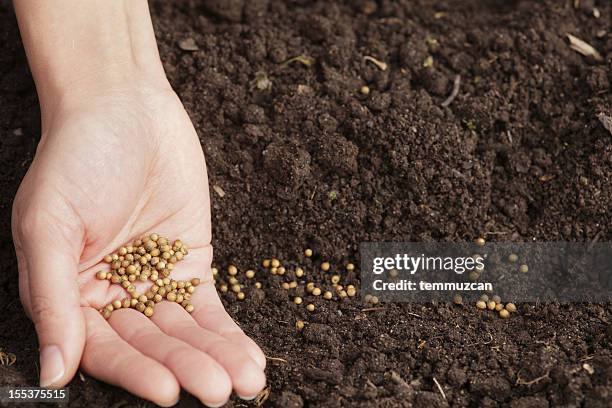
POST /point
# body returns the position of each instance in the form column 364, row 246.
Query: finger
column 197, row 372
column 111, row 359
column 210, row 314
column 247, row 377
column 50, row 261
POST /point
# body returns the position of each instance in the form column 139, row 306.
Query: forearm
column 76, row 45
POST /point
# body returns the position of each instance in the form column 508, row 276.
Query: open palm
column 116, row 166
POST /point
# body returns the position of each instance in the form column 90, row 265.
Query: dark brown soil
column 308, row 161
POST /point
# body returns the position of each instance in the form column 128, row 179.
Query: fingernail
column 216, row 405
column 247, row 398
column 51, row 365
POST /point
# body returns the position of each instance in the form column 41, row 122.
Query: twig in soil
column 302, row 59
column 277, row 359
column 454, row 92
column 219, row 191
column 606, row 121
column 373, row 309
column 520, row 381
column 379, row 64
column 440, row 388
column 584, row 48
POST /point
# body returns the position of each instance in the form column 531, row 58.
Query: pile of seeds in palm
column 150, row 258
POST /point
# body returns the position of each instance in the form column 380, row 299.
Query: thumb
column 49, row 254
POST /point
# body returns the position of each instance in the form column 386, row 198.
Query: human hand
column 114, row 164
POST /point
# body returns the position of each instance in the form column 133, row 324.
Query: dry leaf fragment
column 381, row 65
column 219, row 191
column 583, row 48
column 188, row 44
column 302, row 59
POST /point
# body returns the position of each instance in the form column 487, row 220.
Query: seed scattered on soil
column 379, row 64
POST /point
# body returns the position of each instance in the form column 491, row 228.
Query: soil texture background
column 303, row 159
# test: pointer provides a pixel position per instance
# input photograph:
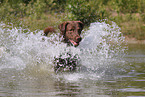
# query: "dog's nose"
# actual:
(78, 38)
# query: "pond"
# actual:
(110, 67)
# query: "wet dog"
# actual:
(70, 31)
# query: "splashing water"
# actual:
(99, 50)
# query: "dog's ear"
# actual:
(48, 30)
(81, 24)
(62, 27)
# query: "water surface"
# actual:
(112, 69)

++++++++

Please return only the lines from the top of the data through the line with "508, row 276.", exactly as written, and drop every picture.

## Task response
POST /point
# body returns the position of each instance in the form column 364, row 246.
Query: finger
column 197, row 372
column 111, row 359
column 210, row 314
column 247, row 377
column 50, row 261
POST /point
# body returns the position of each instance in the form column 139, row 306.
Query: forearm
column 76, row 45
POST /point
# body returns the position of each instance in the form column 508, row 276.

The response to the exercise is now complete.